- Task to carry out: The records below hold pictures; please leave those out and retype the rest exactly.

-- start of Task input --

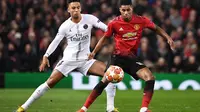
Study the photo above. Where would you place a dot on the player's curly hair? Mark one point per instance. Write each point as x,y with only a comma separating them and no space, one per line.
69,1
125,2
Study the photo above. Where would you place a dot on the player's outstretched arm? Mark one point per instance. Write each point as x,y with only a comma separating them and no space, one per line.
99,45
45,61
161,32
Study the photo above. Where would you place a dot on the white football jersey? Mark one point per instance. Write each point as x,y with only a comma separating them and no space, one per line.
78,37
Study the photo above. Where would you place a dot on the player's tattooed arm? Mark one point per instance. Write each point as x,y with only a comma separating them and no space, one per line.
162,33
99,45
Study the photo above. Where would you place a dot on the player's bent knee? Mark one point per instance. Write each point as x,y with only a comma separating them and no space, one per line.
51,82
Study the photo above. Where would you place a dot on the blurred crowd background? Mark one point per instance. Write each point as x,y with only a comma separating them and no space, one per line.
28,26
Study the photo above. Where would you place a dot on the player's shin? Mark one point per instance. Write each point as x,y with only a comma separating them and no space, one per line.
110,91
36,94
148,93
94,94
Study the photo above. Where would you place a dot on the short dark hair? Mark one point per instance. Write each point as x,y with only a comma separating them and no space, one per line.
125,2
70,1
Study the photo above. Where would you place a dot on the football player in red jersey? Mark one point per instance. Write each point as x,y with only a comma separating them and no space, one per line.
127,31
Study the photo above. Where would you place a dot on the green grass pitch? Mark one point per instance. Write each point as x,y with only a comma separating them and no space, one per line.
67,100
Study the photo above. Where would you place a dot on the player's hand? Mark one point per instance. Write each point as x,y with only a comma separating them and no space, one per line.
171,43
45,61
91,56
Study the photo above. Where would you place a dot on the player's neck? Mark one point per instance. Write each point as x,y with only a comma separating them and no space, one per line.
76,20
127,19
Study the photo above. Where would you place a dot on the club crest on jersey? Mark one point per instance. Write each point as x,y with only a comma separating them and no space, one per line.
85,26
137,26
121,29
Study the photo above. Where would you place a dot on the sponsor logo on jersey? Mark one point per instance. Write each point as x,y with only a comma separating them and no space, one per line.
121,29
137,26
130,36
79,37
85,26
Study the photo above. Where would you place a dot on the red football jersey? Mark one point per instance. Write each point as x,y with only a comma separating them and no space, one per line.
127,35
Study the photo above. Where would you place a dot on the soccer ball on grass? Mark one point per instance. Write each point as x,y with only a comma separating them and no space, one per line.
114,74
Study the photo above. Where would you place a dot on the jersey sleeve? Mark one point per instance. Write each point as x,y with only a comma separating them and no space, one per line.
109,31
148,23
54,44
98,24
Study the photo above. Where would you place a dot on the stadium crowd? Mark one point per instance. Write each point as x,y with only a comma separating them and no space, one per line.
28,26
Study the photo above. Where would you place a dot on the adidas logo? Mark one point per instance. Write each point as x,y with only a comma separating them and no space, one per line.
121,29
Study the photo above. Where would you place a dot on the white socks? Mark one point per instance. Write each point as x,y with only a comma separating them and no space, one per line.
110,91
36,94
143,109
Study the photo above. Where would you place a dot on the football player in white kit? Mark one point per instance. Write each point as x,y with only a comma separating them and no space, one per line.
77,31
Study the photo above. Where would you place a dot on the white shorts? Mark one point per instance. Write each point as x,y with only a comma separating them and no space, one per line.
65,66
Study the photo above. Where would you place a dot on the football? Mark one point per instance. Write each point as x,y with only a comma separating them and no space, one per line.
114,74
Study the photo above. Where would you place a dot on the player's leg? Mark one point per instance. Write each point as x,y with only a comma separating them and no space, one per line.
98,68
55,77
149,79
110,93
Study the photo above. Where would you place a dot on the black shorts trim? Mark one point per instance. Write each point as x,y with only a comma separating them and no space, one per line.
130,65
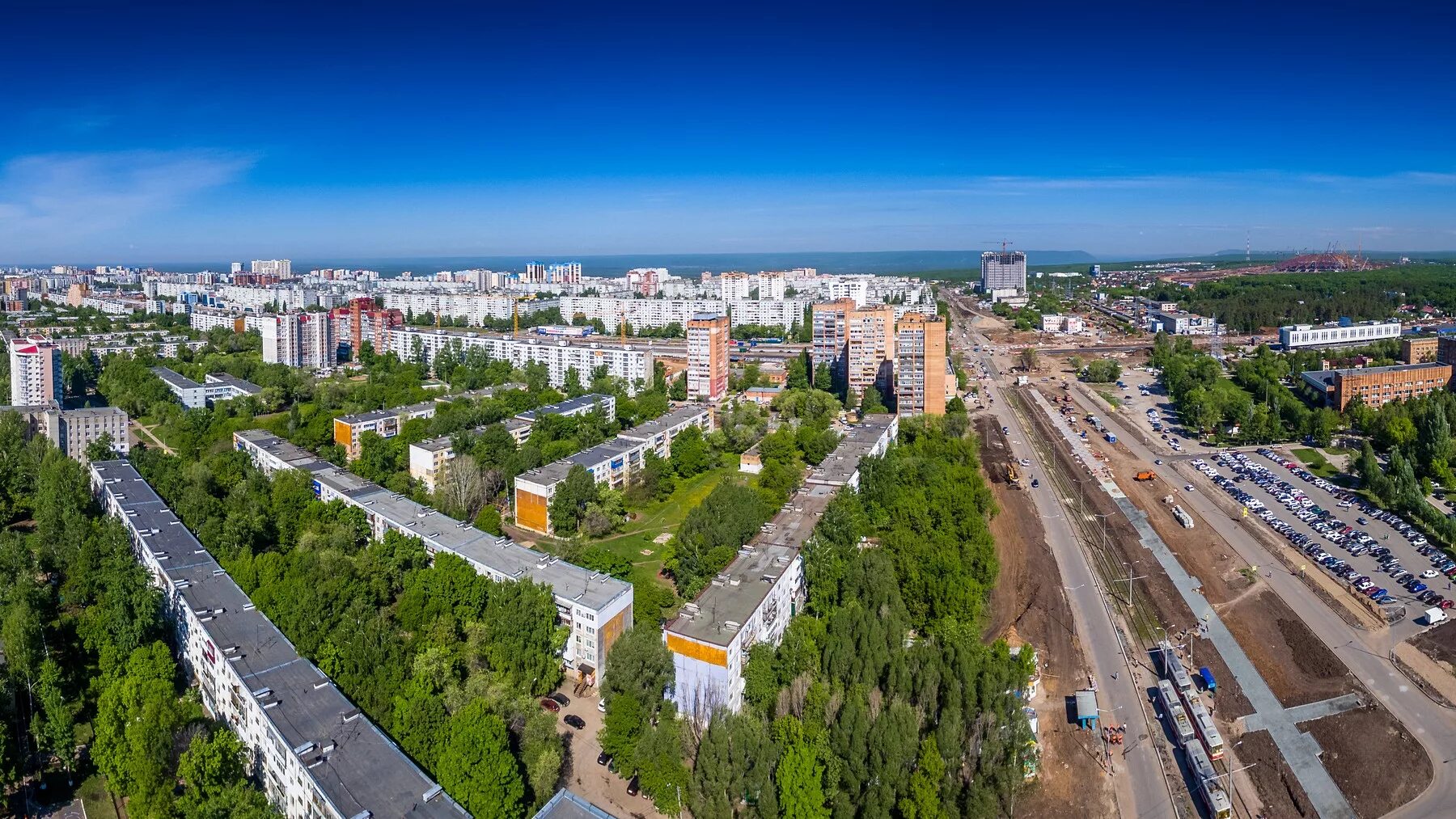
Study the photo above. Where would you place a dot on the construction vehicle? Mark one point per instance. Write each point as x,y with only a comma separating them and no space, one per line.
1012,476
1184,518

-- end of Task input --

- Reply to the exercise:
Study the photo above. Where would you place a dot on the player's curly hair? Mark one point per instance. Write each point as x,y with only a comma separating them and no space, one per line.
69,1
125,2
Study the photo above. Where would you place a dot on the player's outstretched arm? Mark one point per instance. Write each point as x,y with only a comma separating them and no space, one per line.
99,45
45,61
161,32
Study the photo above. Where would you place a dot on the white football jersey? Mark one point per instance. Write each point as x,y with only a comma separating them and no space, one per line.
78,37
Study the photo above. Where would you place a dot on the player's tattooed arm? Mark one point per instance. Write each point as x,y with only a comma separating them and no space, one per line.
162,33
99,45
Study the photo above. Where would you place a dot on the player's bent knee? Mark one point per instance. Write each point as x,y with only a comma separating them and no space, one per line.
51,82
Study the photo above. Where would you place a dot on the blurred crowd background? Mark one point per instance. Write each point as x,y with only a comma separating them and no space, one per line.
28,26
Study the photo above. Where would you place a dot on the player's shin? Mark one point per instance. Write each point as x,y with only a comma separating them and no space, one per line.
110,91
36,94
148,93
94,94
Study the photo above. Where would you place a dot on the short dark hair? Mark one point per instance. Write each point as x,y with only a comma separating them and no space, one per line.
125,2
70,1
Study the photo above. Where would you place a dot on the football player in red jersey? Mark one point per instance. Write each point as x,y with only a comma separating them and no space, one per line.
127,31
Study the photo above. Where would you place a dot on the green grass pitch? Mark one point per instance. Write each point as x,y with only a comma separating them and no space, one per line.
67,100
Study the photo above. Where would you place a dot on the player's hand? Mark one point per instance. Write each point as x,y with only a comma separating them and no space, one per line.
171,43
45,61
91,56
Study the photo above. Where would you place a dot on the player's neck? Mark one point per instance. Write each point as x,y with only a comma separating them and no space, one per line.
76,20
127,19
Study the photo above. Where would you place a dot on the club crest on jersey? Mark one point per instance. Write each point as x,y with only a comma separating them and no space, one per line.
85,26
137,26
121,29
Study the photo above. Where would you place a dot on the sponsor logo on jersey? Mark one point per instance. Write each point as x,y with only a comma separating them and no space, one per line.
121,29
137,26
130,36
79,37
85,26
Study the photo above. Where would you place a dot on the red football jersey? Mark one point per instance. Write each point as x,y with only a comma separating them and no space, one per line.
127,35
Study the photo above. Where would you place a dot on the soccer ball on grass? Mark one point per instance. Write each point as x,y with only a comma separating them and no space, one per line.
114,74
Study the photo above. Where would you place a dot on the jersey sleeve? Mark one point per instance. Write each point as x,y with only a comma separating them and no space, one per line.
109,31
148,23
54,44
98,24
Study the photo above. Where would you place a dot on the stadium crowd? Mark one point per instance. Write each point as x,y with only a comma separating them and no space, one per line.
28,26
Study the photo above. Where would you place a dot on the adidas logo? Mark one point per instance. Write each point as x,y with only a comma separating them and no space, one per line.
121,29
Study the photo above. Where would you place a dot on the white socks? Mark one point per instance. Write each point as x,y with only a comma separating them and no space, one per line.
110,91
36,94
143,109
Study the photo above. Where would you place a dot on the football player in white kit? Mark one point per instance. Write each point as x,y with only a comma separating them and no space, one per line.
77,31
Study the photo above. Where would you place a dot on the white shorts? Mark one point per instance. Write each point as x,y with only a comma separating them and no space, one per line.
65,66
Study the photo above. Where would you place a dot on the football? Mark one point per instance. Write each point as x,y with only a comma separating them and no space, one per line.
114,74
Study the photo above. Where would you place a dot on the player's leg? Mark one point per instance. Write each point as x,y with only a comma separating them and no space, one per line.
98,68
55,77
149,79
110,93
Study the photo above. Where would you place a dot on the black shorts trim? Mark one point per instance. Write each point as x,y with only a comma separating them and no space, one per line.
130,65
Study the photo above. Where would you place a dot on the construction vehicle? Mark one point per instance. Write each point as x,y with only a comma separating them and no space, one per line.
1012,476
1184,518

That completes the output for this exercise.